What to work on: Print the lines in the listing below that fall between the line with "arm in the photo above." and the line with "bush in the photo above.", those two lines included, exactly as they stand and with nothing else.

Records shown:

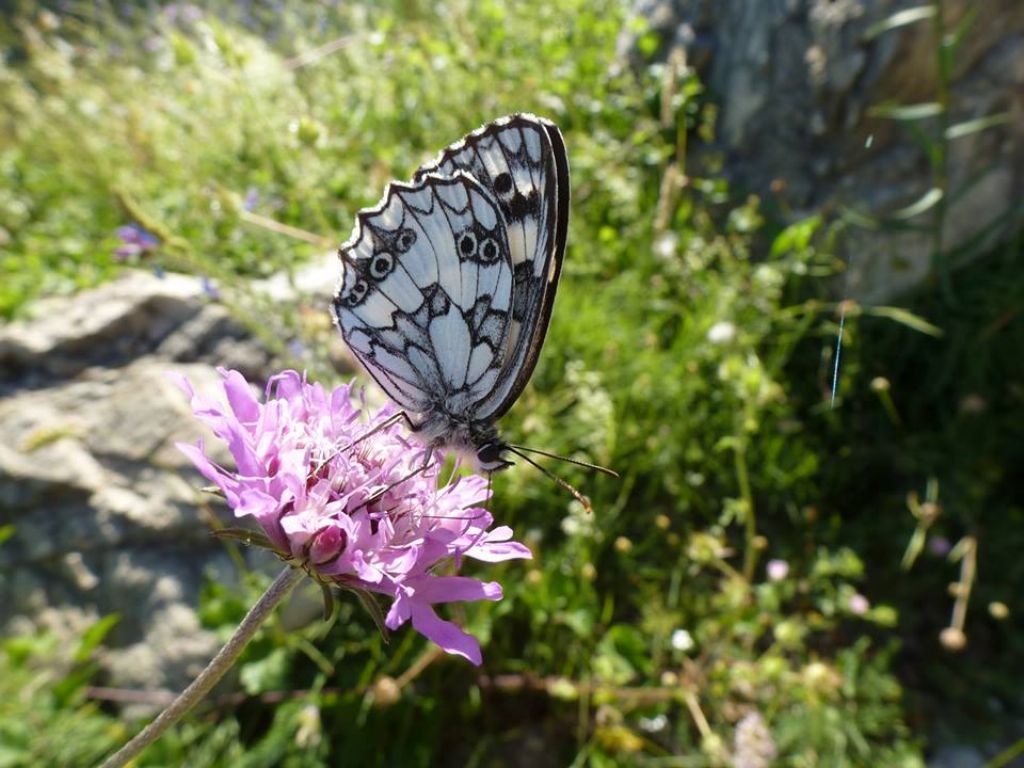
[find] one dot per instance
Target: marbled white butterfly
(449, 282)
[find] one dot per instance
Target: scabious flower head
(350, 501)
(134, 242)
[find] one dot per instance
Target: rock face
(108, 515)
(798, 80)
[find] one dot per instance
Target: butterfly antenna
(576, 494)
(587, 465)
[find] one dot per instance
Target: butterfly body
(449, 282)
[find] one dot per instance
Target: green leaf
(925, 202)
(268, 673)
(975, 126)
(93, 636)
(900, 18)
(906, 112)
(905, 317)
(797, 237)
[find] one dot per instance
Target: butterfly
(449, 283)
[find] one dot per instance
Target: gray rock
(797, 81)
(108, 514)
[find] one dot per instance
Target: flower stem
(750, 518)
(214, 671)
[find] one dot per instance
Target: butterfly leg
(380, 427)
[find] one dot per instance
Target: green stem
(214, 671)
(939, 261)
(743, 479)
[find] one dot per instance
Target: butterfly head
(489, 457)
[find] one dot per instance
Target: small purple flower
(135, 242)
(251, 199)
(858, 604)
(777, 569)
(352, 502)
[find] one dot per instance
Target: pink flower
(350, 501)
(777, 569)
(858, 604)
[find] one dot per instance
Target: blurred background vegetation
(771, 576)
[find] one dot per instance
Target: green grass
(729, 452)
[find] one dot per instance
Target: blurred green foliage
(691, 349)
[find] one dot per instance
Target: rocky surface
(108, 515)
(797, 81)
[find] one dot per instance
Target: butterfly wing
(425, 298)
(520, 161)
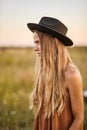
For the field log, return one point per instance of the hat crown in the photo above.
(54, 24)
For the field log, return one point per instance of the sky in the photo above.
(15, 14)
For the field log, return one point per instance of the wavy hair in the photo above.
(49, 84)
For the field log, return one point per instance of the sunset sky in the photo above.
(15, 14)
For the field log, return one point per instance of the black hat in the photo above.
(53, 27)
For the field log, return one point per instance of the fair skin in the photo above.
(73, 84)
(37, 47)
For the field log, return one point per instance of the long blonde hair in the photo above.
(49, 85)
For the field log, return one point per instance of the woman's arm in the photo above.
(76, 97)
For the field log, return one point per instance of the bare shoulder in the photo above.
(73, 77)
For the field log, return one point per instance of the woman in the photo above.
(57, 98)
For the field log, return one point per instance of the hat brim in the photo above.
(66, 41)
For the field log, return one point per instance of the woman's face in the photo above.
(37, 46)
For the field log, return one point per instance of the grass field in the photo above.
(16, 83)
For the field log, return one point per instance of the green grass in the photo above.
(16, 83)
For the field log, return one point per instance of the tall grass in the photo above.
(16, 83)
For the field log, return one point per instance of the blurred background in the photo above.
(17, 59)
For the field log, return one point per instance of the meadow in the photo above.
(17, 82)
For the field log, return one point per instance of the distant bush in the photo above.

...

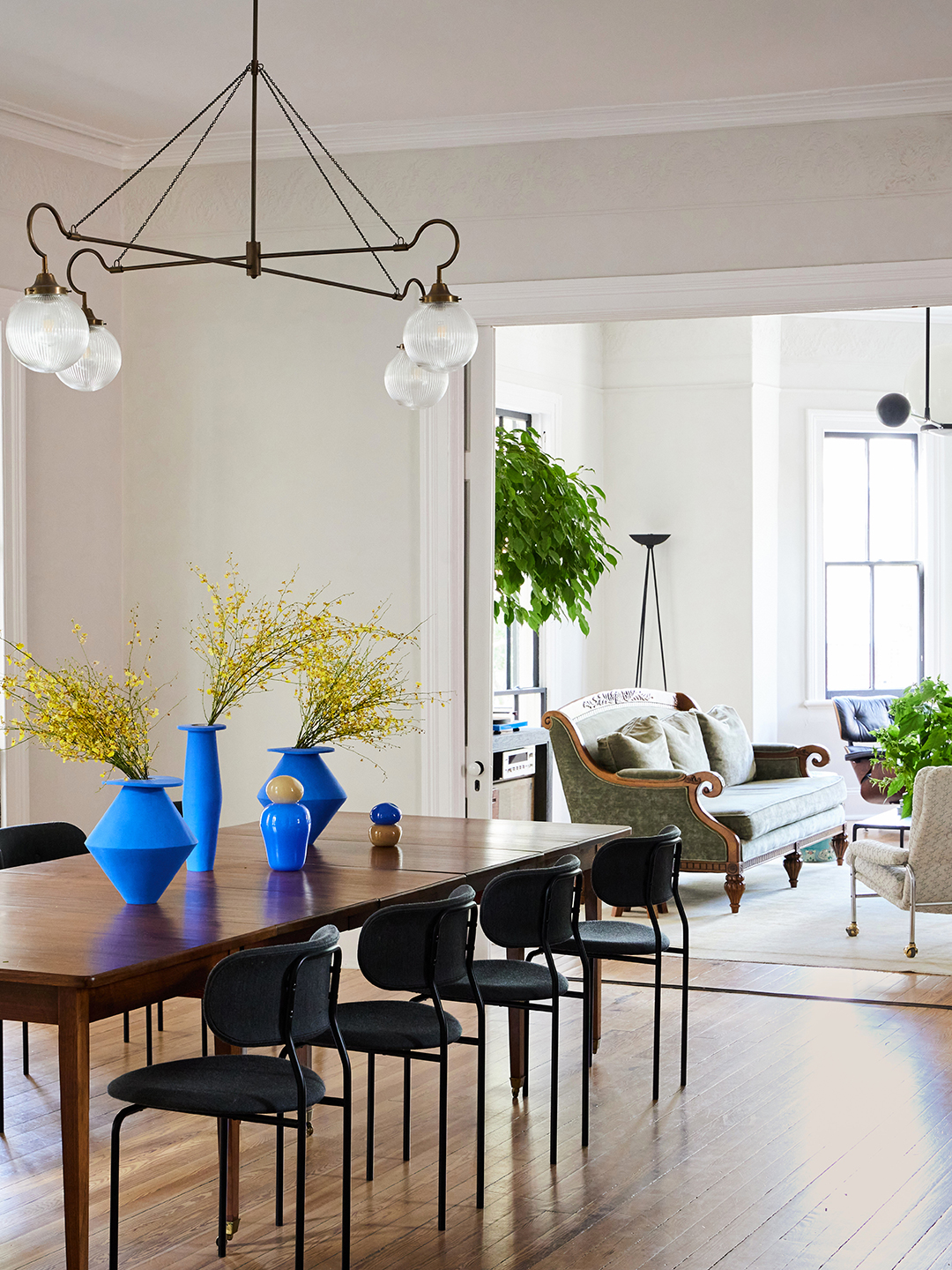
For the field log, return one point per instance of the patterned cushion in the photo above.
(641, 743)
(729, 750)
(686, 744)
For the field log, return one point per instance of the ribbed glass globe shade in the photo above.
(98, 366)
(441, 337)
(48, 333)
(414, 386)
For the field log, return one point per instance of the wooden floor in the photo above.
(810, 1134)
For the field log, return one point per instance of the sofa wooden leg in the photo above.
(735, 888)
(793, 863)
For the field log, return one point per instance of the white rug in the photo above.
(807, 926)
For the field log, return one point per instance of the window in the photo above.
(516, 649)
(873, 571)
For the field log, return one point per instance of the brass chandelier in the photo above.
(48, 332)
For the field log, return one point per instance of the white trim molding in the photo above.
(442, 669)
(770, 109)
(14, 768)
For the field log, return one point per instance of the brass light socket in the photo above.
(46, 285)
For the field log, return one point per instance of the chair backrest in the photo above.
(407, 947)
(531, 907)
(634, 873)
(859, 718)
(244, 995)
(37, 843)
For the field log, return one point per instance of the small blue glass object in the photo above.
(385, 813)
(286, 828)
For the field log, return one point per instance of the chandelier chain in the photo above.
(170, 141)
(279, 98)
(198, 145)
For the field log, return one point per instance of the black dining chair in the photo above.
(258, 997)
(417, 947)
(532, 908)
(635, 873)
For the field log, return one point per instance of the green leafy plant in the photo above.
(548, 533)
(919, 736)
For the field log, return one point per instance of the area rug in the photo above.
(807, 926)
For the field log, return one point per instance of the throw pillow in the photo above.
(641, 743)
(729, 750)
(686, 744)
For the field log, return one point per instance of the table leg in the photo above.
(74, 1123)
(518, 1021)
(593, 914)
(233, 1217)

Answer box:
For the field log, return one point per instance of the woman's arm in the photo above.
(76, 97)
For the field log, return one point per instance of the bare shoulder in the photo above.
(73, 77)
For the field log, return one point per instance of the woman in the photo above.
(57, 98)
For the field log, return one point per instance of the hat brim in the photo above.
(66, 41)
For the field log, return one point per instance of the woman's face in the photo above.
(37, 46)
For the field log, return one point per instance of the grass field in the photo above.
(16, 83)
For the field log, return one point per instance of the green grass in the photo above.
(16, 83)
For the field log, return one point per instance of the tall grass in the photo above.
(16, 83)
For the field log, return one point per instance of the blurred background in the photo above.
(17, 59)
For the field log, return one point per instance of the meadow in the photo above.
(17, 82)
For the field log, return one point per instance of the distant bush in the photo above.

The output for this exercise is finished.